Task prompt :: Extract exactly and only the lines of the data below, starting at the line with "[locate] the plastic" and stopping after the final line.

Dataset content ::
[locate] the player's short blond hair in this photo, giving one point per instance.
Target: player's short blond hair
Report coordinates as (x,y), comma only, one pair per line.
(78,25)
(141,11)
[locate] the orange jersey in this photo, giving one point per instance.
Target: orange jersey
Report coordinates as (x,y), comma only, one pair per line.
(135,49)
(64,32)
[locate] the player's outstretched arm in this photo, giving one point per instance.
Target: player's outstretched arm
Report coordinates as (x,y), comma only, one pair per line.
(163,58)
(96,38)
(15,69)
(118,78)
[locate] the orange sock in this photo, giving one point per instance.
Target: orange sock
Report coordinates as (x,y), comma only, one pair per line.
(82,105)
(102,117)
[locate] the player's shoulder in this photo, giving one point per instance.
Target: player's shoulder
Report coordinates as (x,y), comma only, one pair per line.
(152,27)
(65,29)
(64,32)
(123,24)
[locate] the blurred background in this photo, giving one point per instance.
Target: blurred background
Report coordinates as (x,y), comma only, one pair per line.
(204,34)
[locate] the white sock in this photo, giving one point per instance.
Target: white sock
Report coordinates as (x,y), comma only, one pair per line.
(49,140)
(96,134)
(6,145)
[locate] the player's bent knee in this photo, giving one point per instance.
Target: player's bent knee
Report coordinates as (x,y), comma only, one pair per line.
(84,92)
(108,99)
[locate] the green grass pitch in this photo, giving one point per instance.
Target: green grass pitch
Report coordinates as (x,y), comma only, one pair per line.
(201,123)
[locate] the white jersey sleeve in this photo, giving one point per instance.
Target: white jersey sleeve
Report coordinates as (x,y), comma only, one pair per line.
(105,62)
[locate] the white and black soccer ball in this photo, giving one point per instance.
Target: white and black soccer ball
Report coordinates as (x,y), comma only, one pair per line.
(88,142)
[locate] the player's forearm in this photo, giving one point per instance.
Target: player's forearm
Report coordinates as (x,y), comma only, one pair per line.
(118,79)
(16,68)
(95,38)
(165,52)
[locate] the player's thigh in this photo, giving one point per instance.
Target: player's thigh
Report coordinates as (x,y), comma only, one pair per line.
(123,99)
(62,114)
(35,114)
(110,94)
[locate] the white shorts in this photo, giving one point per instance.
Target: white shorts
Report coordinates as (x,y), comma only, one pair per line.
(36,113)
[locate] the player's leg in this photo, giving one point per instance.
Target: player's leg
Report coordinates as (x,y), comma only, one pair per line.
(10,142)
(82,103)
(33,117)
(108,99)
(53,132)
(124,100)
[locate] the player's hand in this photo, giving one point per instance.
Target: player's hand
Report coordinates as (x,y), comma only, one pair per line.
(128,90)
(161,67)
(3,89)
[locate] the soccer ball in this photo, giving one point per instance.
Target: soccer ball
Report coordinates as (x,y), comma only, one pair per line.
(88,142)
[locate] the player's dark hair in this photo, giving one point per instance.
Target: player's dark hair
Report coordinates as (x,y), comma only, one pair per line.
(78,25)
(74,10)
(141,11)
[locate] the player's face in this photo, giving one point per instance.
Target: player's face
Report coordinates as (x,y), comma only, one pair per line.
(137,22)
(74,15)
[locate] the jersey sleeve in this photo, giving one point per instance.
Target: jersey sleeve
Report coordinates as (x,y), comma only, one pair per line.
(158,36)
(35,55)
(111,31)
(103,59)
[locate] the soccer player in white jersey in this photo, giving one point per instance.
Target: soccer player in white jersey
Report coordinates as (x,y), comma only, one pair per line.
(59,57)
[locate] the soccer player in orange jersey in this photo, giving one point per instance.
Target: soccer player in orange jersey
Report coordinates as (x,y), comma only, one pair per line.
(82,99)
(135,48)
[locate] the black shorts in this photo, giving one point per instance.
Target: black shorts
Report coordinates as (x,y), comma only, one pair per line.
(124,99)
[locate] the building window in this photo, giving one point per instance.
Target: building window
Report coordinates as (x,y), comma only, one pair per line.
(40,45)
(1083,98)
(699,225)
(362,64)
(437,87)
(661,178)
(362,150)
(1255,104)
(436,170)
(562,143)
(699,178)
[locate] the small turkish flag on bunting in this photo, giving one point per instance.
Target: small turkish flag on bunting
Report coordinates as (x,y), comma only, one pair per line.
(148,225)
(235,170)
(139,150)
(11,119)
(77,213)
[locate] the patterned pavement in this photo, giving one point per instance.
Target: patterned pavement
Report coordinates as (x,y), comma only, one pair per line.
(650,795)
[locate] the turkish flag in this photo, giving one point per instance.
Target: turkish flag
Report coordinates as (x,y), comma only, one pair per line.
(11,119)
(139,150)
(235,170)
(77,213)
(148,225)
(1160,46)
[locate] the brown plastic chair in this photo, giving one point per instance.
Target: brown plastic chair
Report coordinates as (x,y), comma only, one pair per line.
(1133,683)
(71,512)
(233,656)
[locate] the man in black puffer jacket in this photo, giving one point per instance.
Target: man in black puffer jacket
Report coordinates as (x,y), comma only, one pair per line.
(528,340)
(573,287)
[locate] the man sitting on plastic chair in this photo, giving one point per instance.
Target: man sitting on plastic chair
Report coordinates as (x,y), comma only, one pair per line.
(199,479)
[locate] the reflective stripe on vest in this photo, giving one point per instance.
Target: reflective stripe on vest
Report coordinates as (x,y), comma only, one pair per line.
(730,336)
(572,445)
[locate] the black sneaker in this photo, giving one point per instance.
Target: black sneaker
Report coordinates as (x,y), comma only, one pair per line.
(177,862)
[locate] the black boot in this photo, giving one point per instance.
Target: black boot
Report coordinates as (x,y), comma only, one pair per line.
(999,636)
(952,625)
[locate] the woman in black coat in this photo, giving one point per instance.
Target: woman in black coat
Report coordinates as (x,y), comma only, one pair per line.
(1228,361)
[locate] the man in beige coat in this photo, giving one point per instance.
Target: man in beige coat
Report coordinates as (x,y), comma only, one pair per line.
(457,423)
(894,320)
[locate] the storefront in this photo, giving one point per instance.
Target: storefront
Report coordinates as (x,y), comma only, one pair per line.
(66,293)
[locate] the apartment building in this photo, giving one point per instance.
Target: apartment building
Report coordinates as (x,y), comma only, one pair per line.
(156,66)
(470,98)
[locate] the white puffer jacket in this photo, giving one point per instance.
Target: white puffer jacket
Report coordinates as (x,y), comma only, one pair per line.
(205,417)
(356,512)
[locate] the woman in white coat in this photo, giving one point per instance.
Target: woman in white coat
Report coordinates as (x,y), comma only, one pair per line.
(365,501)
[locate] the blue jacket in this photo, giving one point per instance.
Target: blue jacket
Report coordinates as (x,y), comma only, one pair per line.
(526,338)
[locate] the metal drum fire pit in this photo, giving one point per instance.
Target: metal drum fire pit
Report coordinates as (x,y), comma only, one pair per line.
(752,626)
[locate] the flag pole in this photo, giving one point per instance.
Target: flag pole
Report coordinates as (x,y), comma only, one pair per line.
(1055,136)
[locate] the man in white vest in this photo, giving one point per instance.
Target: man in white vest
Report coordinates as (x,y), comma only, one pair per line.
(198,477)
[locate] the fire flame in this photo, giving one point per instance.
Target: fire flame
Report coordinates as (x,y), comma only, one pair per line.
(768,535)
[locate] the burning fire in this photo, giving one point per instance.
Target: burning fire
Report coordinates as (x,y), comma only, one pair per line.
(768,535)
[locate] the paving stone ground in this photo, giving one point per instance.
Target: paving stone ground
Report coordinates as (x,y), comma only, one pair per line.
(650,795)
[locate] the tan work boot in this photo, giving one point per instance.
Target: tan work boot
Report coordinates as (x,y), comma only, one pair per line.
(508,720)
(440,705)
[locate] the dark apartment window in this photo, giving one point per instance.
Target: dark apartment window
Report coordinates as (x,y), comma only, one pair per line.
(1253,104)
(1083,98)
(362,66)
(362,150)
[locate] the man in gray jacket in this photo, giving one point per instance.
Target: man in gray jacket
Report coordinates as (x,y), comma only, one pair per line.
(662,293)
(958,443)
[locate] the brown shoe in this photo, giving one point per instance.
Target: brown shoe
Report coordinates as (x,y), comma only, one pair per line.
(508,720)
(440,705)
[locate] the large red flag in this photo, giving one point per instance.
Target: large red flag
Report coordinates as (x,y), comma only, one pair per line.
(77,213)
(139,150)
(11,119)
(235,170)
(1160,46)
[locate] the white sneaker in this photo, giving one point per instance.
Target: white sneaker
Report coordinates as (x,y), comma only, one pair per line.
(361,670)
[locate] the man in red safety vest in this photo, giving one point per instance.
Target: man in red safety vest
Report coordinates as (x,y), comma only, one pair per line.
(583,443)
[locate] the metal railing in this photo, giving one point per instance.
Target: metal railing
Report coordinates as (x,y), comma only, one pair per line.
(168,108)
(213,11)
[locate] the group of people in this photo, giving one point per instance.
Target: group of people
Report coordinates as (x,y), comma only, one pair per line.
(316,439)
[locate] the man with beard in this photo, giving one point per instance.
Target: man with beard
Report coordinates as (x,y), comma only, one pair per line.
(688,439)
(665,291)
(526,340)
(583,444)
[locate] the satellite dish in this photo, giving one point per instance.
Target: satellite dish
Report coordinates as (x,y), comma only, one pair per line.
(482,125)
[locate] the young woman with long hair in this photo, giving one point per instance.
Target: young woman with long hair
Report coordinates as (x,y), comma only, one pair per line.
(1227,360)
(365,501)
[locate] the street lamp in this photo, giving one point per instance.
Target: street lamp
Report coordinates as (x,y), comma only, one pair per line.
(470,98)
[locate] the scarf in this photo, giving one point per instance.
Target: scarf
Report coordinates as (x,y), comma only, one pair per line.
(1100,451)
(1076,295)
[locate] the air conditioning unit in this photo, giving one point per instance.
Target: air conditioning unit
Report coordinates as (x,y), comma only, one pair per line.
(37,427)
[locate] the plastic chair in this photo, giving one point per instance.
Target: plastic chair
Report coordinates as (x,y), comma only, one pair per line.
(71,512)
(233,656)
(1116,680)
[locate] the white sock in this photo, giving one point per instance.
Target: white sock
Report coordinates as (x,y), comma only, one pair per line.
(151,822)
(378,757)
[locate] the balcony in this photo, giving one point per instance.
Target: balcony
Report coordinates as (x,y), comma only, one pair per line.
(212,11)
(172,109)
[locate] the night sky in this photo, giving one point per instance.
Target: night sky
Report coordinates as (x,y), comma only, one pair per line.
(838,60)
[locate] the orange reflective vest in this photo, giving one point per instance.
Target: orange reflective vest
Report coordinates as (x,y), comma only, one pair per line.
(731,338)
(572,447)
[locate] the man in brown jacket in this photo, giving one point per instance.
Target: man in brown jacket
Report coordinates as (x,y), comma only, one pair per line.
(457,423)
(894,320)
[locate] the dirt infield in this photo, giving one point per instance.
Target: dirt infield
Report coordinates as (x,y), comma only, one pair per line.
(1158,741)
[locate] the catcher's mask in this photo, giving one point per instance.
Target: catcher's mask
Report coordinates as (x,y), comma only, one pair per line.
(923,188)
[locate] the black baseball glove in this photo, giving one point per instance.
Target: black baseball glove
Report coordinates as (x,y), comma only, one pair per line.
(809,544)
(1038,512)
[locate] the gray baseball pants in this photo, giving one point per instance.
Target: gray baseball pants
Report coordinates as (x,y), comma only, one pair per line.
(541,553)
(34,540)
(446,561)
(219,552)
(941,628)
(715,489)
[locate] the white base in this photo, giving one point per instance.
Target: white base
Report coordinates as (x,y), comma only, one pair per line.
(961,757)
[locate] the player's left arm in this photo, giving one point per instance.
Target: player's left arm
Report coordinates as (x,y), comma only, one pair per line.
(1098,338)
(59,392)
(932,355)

Result ::
[locate] the plastic chair in this photo, giving one point per instance.
Target: plastic chair
Report coordinates as (x,y), comma only, one pair per line.
(71,512)
(233,656)
(1116,680)
[locate] the white sock in this photo, giving one point per instance.
Target: white sock
Report coordinates as (x,y), comma only, one pair per line.
(151,822)
(378,757)
[locate] the balcony in this photo, giving one point per instance.
Target: balcony
Report coordinates as (x,y), comma only, one pair per line.
(212,11)
(172,109)
[locate] the night sky in this photo, giving one point per instance.
Target: night sky
Report coordinates as (x,y), comma only, one pair per line.
(838,60)
[locate] the orange reflective vest in this photo, giving one point per instance.
Target: orange reflective vest
Report coordinates as (x,y), comma only, one pair per line.
(731,338)
(572,447)
[locate] the man in brown jacket in this photo, giving one point per instance.
Target: man in brown jacket
Report coordinates as (x,y), comma only, one pair per line.
(457,423)
(894,320)
[locate] the dirt infield in this photo, giving one point per instance.
Target: dirt infield
Report coordinates as (x,y), comma only, one pair per line.
(1158,741)
[locate] the catcher's mask in this photo, giving one point per instance.
Target: catcher's mask
Report coordinates as (x,y), comma only, one pair per line.
(923,188)
[locate] the black baseball glove in this photo, giving one point per instance.
Target: black baseball glove
Report coordinates as (x,y), comma only, one pair per line.
(809,544)
(1038,512)
[locate] the gray baseball pants in this photo, giving one point per instance.
Target: gray baseball pants
Report coordinates as (x,y), comma only, one pair per line.
(541,553)
(34,540)
(446,561)
(219,552)
(941,628)
(715,489)
[locate] the white base in this photo, giving one point per instance.
Target: white base
Report coordinates as (x,y), comma only, one pair per line.
(961,757)
[locate] the player's left arm in this photo, giving one point per instance.
Target: player's left arm
Report coordinates as (x,y), comma only, one pair per line.
(1098,338)
(59,392)
(932,355)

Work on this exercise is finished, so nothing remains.